PROBLEM DETAILS
Return exactly the span of lines that opens with the line containing "flannel shirt in the photo above." and closes with the last line of the data, inclusive.

RECORDS TO USE
[Start of Attachment]

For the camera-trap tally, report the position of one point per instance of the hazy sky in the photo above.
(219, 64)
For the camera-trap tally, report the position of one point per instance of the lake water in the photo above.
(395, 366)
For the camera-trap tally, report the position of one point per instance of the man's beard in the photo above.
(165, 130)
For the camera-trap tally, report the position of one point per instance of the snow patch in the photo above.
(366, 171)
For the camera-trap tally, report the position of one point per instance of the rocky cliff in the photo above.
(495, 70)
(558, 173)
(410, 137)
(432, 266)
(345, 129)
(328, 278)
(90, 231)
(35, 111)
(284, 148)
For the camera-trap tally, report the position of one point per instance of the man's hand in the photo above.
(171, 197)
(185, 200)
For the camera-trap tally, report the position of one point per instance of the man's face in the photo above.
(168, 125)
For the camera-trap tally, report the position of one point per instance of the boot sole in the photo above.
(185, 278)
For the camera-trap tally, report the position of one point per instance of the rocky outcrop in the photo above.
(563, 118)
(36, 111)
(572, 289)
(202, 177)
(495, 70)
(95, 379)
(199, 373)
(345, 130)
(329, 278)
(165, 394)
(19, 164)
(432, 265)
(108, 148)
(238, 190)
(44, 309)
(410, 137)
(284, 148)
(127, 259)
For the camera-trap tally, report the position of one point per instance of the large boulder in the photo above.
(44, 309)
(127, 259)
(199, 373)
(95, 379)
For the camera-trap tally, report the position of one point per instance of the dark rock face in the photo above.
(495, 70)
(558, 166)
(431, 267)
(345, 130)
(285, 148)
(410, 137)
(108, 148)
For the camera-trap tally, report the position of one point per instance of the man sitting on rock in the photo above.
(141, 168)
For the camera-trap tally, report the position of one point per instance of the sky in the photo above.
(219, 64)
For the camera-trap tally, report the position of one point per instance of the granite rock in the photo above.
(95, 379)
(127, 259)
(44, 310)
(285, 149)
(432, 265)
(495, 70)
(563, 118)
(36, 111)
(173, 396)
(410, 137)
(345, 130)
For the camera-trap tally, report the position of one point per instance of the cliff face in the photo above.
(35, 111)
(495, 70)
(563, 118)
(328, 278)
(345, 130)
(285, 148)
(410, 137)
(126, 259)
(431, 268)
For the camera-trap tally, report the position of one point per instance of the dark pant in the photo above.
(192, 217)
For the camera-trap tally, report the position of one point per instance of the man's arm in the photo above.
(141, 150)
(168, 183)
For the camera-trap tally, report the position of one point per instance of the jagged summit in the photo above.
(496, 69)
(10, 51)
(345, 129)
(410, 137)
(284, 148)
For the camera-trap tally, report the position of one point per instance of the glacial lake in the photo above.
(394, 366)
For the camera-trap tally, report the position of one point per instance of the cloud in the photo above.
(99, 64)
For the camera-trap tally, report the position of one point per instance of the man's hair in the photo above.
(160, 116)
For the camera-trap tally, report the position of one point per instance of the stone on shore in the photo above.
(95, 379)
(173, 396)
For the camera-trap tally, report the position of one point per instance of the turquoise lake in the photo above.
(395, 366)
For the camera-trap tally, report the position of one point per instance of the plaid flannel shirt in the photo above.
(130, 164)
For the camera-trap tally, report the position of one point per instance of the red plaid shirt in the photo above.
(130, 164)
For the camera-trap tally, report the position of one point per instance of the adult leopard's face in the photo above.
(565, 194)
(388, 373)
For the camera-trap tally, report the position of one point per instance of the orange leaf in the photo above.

[End of Attachment]

EXERCISE SOLUTION
For the camera-trap tally, report the position of one point per instance of the plaid flannel shirt in the photo above.
(130, 164)
For the camera-trap tally, report the position of one point per instance of the red plaid shirt in the photo above.
(130, 164)
For the camera-trap tally, report the position of one point per instance of the adult leopard's face in the photo above.
(565, 194)
(388, 373)
For the camera-trap tally, report the position of one point per instance of the orange leaf in the photo above.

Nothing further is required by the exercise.